◆ WHAT TO PRODUCE: Copy out all of the records below word for word, omitting the pictures.

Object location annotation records
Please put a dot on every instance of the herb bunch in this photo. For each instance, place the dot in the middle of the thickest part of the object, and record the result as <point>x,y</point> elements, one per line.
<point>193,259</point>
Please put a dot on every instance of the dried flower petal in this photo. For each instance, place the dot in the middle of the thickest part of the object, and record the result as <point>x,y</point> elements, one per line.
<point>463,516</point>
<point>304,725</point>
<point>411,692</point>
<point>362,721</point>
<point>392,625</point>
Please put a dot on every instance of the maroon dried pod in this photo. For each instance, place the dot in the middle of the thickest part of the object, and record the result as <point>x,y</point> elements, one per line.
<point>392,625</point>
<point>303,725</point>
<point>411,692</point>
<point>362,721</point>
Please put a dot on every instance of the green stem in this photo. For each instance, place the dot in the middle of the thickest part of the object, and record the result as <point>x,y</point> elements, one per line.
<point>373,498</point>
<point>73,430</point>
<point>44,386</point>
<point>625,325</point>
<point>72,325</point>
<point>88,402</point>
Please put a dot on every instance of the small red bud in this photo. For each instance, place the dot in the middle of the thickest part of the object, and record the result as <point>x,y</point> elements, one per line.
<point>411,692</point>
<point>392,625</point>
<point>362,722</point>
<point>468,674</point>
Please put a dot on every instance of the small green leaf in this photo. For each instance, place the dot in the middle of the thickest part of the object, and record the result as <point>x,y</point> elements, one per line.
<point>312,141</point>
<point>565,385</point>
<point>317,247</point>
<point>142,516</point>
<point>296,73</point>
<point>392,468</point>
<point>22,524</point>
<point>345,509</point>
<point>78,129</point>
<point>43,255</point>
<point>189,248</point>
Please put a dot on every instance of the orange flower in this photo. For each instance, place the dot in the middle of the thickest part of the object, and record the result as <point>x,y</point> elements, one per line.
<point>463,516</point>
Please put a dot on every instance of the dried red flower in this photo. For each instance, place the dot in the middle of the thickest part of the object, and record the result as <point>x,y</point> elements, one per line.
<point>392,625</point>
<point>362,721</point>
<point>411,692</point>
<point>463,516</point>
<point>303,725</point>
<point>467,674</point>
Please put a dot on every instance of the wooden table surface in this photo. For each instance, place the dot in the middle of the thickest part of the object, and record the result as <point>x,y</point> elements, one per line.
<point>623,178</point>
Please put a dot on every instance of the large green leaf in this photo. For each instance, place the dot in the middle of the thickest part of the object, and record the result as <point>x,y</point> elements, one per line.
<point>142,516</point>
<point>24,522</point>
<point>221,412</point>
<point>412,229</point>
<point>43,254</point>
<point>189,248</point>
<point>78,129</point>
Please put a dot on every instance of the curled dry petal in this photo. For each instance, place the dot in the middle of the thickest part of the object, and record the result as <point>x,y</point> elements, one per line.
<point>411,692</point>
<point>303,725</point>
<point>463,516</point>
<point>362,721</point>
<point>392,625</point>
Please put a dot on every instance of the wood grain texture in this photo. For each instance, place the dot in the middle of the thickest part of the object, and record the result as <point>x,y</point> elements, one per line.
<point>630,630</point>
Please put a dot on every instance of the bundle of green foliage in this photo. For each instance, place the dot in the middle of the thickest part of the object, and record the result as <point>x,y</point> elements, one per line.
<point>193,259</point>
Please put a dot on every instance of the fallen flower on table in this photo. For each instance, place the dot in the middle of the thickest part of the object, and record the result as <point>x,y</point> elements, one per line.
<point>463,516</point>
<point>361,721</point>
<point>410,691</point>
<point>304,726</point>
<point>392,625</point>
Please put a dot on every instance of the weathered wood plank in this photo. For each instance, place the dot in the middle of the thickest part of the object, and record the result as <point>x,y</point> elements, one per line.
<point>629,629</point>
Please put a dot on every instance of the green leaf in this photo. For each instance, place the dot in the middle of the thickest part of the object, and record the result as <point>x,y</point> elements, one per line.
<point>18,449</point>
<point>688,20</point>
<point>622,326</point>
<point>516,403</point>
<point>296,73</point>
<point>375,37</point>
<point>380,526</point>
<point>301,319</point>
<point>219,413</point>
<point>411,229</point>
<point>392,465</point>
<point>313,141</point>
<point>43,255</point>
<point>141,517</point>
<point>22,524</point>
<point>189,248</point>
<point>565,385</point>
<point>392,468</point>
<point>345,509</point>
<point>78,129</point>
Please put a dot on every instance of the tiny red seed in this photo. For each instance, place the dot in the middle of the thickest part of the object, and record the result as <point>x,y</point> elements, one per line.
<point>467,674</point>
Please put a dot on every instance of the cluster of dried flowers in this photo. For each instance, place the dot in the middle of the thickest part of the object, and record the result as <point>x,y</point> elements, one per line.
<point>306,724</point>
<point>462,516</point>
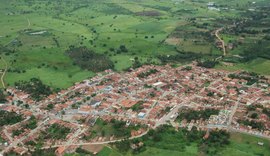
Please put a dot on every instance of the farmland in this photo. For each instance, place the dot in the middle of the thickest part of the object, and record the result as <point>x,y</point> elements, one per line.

◆ WORKED ANSWER:
Please put a dot on every instance of the herb bunch in this photo. For each instance, place the dot in the middle of the thickest part of the object, and record the result as <point>x,y</point> elements, one per line.
<point>193,259</point>
Please put a dot on every instance of the dried flower petal in this photo. For each instance, place the dot in the middle of the thickest part of the object, and record the result as <point>x,y</point> elements, one per line.
<point>463,516</point>
<point>304,725</point>
<point>411,692</point>
<point>362,721</point>
<point>392,625</point>
Please put a dot on every instance of the maroon dried pod in this photo. For each instance, place the dot in the middle of the thickest part of the object, and record the result as <point>x,y</point> elements, one per line.
<point>392,625</point>
<point>303,725</point>
<point>411,692</point>
<point>362,721</point>
Please put a dot on every instance of the green stem in this photo. For each instance, place the dot in the middle of the thickest part of the object, and record the result as <point>x,y</point> elements, one per line.
<point>373,498</point>
<point>73,430</point>
<point>44,386</point>
<point>625,325</point>
<point>72,325</point>
<point>88,402</point>
Please put a dot on every instance of the small red bud in this photo. For each instance, place the dot in the middle of the thickest part of the object, and record the result as <point>x,y</point> elements, one per line.
<point>411,692</point>
<point>392,625</point>
<point>362,722</point>
<point>468,674</point>
Please put a dot on every instance of the small green leaf in this photo. For each instance, place the dot in the middle of the thickest part of the object, and record the result as <point>x,y</point> elements, one per line.
<point>312,141</point>
<point>565,385</point>
<point>317,247</point>
<point>142,516</point>
<point>296,73</point>
<point>392,468</point>
<point>22,524</point>
<point>345,509</point>
<point>78,129</point>
<point>43,255</point>
<point>189,248</point>
Please put a dot on every instance of the orange flower in this photo. For each instance, place the dot in the middle of the thickest part of the object, and record the result as <point>x,y</point> elements, one per line.
<point>463,516</point>
Please put a dot on every instance of the dried red flower in this photo. For each instance, place the dot in the middle of the thickest part of the object, and record the result as <point>x,y</point> elements, one per line.
<point>392,625</point>
<point>362,721</point>
<point>411,692</point>
<point>463,516</point>
<point>303,725</point>
<point>467,674</point>
Please put a dot on every instance of the wooden table surface in this photo. For each instance, place the dot in the middle of the thickest part of the object, and record the result as <point>x,y</point> elements, one per line.
<point>623,178</point>
Please put a dot on every instance of the large green leaf in this photo. For each instance, place the dot in the middle of the thickest part of the object, and record the result as <point>x,y</point> elements, one per line.
<point>142,516</point>
<point>24,522</point>
<point>221,412</point>
<point>412,229</point>
<point>43,254</point>
<point>189,248</point>
<point>78,129</point>
Please put a dot on every instance of the curled dry petal in this photo. For each instance, place the dot in the middle of the thickest part of the object, and record the result as <point>x,y</point> elements, one per line.
<point>411,692</point>
<point>303,725</point>
<point>463,516</point>
<point>362,721</point>
<point>392,625</point>
Please put a dot on every instance of the wood grain texture in this photo. For each instance, place the dot in the middle of the thickest part of the object, and record the result as <point>x,y</point> elements, one per line.
<point>630,630</point>
Please put a dot on every instance of the bundle of green foliage in this photo. For each instance, place the dot in the middle of the thickest part of the object, and record the result as <point>x,y</point> elements, one per line.
<point>193,259</point>
Please put a dot on every instance of the fallen flower on table in this photo. For each instance, place the dot in the middle of the thickest part of the object, and record the result as <point>x,y</point> elements, one per line.
<point>463,516</point>
<point>361,721</point>
<point>410,691</point>
<point>304,726</point>
<point>392,625</point>
Please put a dot on every instance of the weathered wood plank in this photo. For each instance, place the dot in the middle of the thickest part of the object, and record the result as <point>x,y</point> elements, one per line.
<point>629,629</point>
Please put a dot on every instance of the green leaf in this photo. For each instance, place the dot in the middle of the thickest part of the object, and record the result as <point>x,y</point> elements, one per line.
<point>18,449</point>
<point>688,20</point>
<point>622,326</point>
<point>516,403</point>
<point>296,73</point>
<point>375,37</point>
<point>380,526</point>
<point>301,319</point>
<point>219,413</point>
<point>411,229</point>
<point>392,465</point>
<point>313,141</point>
<point>43,255</point>
<point>141,517</point>
<point>22,524</point>
<point>189,248</point>
<point>565,385</point>
<point>392,468</point>
<point>345,509</point>
<point>78,129</point>
Please put a dot on every instance of the tiny red seed in this photo. For each instance, place the dot in the middle of the thickest part of the object, and record the result as <point>x,y</point> elements, one per line.
<point>467,674</point>
Please put a dot on every instance of the cluster of dried flowers in this photo. For each instance, place the dot in the middle of the thickest part of the object, and record the result as <point>x,y</point> elements, one per line.
<point>306,724</point>
<point>462,516</point>
Please put a dot on every instance of the farmland in this photo. For each instance, place the dot in the middle of the thickest part of the object, and record the result as <point>x,y</point> elements, one per line.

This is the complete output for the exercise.